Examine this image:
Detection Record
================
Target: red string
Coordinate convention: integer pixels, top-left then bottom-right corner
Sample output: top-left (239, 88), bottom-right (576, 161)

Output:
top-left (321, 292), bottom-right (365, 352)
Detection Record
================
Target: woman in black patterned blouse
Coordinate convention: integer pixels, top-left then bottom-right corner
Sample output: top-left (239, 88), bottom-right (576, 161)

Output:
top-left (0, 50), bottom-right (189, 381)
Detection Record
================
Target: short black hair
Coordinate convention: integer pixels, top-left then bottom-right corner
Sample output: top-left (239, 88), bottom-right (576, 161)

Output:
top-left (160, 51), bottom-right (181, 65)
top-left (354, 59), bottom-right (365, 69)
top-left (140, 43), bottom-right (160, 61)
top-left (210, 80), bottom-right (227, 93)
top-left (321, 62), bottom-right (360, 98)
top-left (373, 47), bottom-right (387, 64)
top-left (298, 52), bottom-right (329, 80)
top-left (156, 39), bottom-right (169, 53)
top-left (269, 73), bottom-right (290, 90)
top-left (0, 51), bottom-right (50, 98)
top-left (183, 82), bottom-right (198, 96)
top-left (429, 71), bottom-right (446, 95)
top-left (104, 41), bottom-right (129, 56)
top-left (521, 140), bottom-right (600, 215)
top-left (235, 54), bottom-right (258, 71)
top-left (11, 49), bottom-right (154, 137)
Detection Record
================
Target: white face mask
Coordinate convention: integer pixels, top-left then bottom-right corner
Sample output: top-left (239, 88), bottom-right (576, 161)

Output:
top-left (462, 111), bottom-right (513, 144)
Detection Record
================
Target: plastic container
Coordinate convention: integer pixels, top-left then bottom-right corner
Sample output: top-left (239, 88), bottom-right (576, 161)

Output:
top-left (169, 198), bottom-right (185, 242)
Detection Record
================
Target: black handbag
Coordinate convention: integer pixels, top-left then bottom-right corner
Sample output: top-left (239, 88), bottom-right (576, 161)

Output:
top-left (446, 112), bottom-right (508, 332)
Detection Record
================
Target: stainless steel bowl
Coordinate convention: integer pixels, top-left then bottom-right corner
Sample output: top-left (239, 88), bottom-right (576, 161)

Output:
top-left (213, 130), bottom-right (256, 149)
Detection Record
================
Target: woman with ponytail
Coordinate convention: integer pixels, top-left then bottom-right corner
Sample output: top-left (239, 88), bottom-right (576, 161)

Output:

Goal of the exercise: Give all of the entries again, word for word.

Written answer:
Examine this image:
Detection Record
================
Target: red string
Coordinate convention: integer pixels, top-left then bottom-right corner
Sample output: top-left (239, 88), bottom-right (576, 161)

Output:
top-left (321, 292), bottom-right (365, 352)
Detection Record
================
Target: woman in black patterned blouse
Coordinate convention: integer pixels, top-left then bottom-right corner
Sample output: top-left (239, 88), bottom-right (576, 161)

Output:
top-left (0, 50), bottom-right (189, 381)
Detection Record
================
Target: short black hair
Coordinate convention: integer pixels, top-left then bottom-right corner
Sample output: top-left (239, 88), bottom-right (576, 161)

Output:
top-left (160, 51), bottom-right (181, 65)
top-left (354, 59), bottom-right (365, 69)
top-left (140, 43), bottom-right (160, 61)
top-left (210, 80), bottom-right (227, 93)
top-left (321, 62), bottom-right (360, 98)
top-left (373, 47), bottom-right (387, 64)
top-left (298, 52), bottom-right (329, 80)
top-left (156, 39), bottom-right (169, 53)
top-left (269, 73), bottom-right (290, 90)
top-left (0, 51), bottom-right (50, 98)
top-left (183, 82), bottom-right (198, 96)
top-left (429, 71), bottom-right (446, 95)
top-left (104, 41), bottom-right (129, 56)
top-left (521, 140), bottom-right (600, 215)
top-left (235, 54), bottom-right (258, 71)
top-left (11, 49), bottom-right (154, 137)
Detection Record
================
Target: white face mask
Coordinate convention: integer pixels, top-left then bottom-right corner
Sample output: top-left (239, 88), bottom-right (576, 161)

Output:
top-left (462, 111), bottom-right (513, 144)
Detection Record
================
Target: plastic container
Coordinate convention: integer pixels, top-left then bottom-right corner
Sample output: top-left (239, 88), bottom-right (576, 161)

Output:
top-left (169, 198), bottom-right (185, 242)
Detection Record
================
Target: black handbag
Coordinate convention: integer pixels, top-left then bottom-right corner
Sample output: top-left (239, 88), bottom-right (576, 161)

Output:
top-left (446, 112), bottom-right (508, 332)
Detection Record
================
Target: stainless steel bowl
Coordinate convention: integer pixels, top-left then bottom-right corner
Sample output: top-left (239, 88), bottom-right (576, 161)

Output:
top-left (213, 130), bottom-right (256, 149)
Detection Record
================
Target: woman with ponytail
Coordinate convention: integer pixels, top-left then bottom-right corner
Sample output: top-left (239, 88), bottom-right (576, 161)

Output:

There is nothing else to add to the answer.